= WORK INSTRUCTIONS =
Within the listing below, please copy exactly the lines between the line holding "Category: shrub" and the line holding "column 414, row 613", inclusive.

= MATERIAL SUPPLIED =
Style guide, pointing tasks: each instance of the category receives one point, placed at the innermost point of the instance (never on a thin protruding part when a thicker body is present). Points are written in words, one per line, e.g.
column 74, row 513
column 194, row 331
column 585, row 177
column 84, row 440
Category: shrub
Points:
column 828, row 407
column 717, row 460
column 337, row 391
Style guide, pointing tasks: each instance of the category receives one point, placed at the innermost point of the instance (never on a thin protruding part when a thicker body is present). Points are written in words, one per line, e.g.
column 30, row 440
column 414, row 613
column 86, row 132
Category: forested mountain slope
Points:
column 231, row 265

==

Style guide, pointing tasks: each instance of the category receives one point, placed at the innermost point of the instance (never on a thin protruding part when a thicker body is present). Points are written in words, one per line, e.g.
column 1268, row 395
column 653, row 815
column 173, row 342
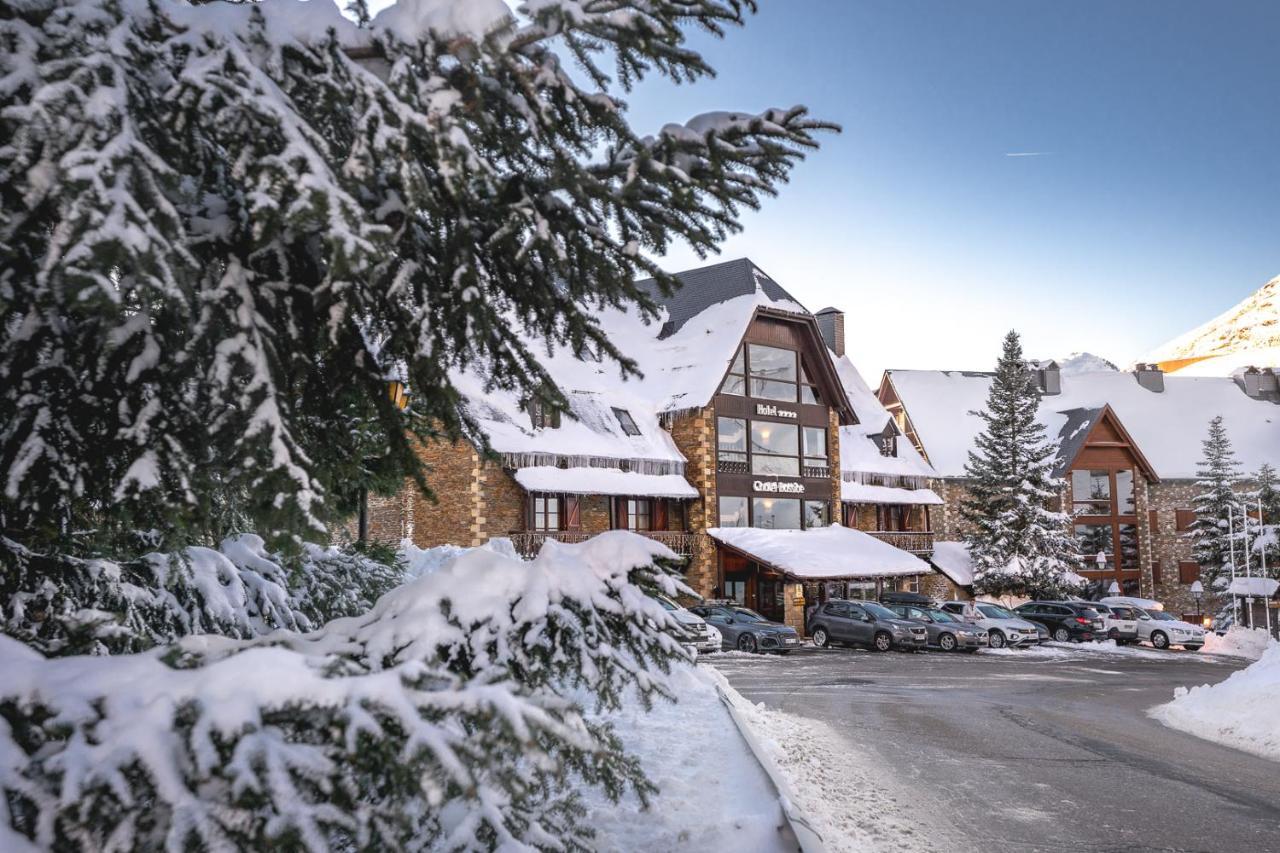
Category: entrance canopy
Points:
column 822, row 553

* * *

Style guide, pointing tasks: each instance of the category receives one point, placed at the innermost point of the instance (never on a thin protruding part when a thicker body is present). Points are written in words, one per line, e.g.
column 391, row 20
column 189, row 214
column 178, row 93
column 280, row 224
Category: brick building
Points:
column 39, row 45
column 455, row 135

= TASK OUTPUT =
Category: shrub
Points:
column 828, row 407
column 717, row 460
column 337, row 391
Style guide, pointing tasks: each instance of the category receives one point, placed at the innermost point of the instance (never on a thin protruding part when a thicker body is present). Points are written in words, one per line, e.g.
column 30, row 440
column 414, row 613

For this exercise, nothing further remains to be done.